> _Quoted passage_:
☆ ☆ ☆ ☆ ☆

Sermon for Year C, Sixth Sunday of Easter
By The Rev. Torey Lightcap
May 5, 2013
St. Thomas Episcopal Church
“Woman-Led”

If I think back to the summer of 1992,
  I can still recall the distinct feeling
    Of almost having my hand squeezed right off the end of my wrist.

I was engaged to be married to Jacquie at the time.
We were both still in college in Oklahoma,
  Going to school about 90 miles away from the town where I grew up.
Thought maybe it’d be good to show up back
  At my old home church in my old hometown one Sunday
  With my fiancĂ©e on my arm.
Show ’em I wasn’t too good for them.
One sunny, windy Sunday morning, up we went to worship, hand in hand.
It was nice seeing all those folks again.
They seemed reliable and dependable to my tired student eyes,
  Which had fairly recently been opened to a sense of how the world actually works.
The singing was reliable, too,
  But most everything else had changed.

☆ ☆ ☆ ☆ ☆

> _Material_:

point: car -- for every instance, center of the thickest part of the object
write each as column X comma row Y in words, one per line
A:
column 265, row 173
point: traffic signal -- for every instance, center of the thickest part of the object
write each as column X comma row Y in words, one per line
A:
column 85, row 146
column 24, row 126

☆ ☆ ☆ ☆ ☆

> _Tasks_:
1 > Could you switch "thickest part" to "widest part" everywhere in the listing and give all of its lines again with nothing else changed?
2 > Could you continue the sermon from where it stops?
The sermon and the listing are separate, unrelated material.

> _Results_:
1 >
point: car -- for every instance, center of the widest part of the object
write each as column X comma row Y in words, one per line
A:
column 265, row 173
point: traffic signal -- for every instance, center of the widest part of the object
write each as column X comma row Y in words, one per line
A:
column 85, row 146
column 24, row 126

2 >
There was a new pastor,
  And he had introduced this thing –
    A time of intentional prayer, he called it –
  Where the men would come forward
    And kneel on the carpeted steps around the altar
    And pray for God to send righteous moral leadership in the form of men
    Who would turn around the direction of the country
      And put an end to notorious things. This should have been a clue.

Then came the sermon.
I don’t remember anything else the preacher said,
  But I do remember him saying the following:
    He said, “God will not bless a woman-led church.”
And then, for good measure, he said it fourteen or fifteen more times.
“God will not bless a woman-led church.”
I had a gut feeling he was wrong about that.
I also had a feeling I was about to lose my hand,
  Because the compression Jacquie was putting on it –
    Heaping up all her frustrations at the preacher in the room –
    The compression was so tight as she was holding my hand
      That I thought I might not make it out of there with both hands intact.

She had to register her displeasure with the content of the sermon somehow.

It was an iconic moment for me.
It would cause me to be sensitive to how you, too,
  Might not always be in agreeement with me, and how you might respond,
  And who you feel safe transferring the pain of your disagreements to,
    Although I have long maintained that if you have a problem with me,
    I sure hope you’ll feel free to come see me privately about whatever it is.
But what was that squeezing on my hand, really, that sunny Sunday morning?
I’ll tell you precisely.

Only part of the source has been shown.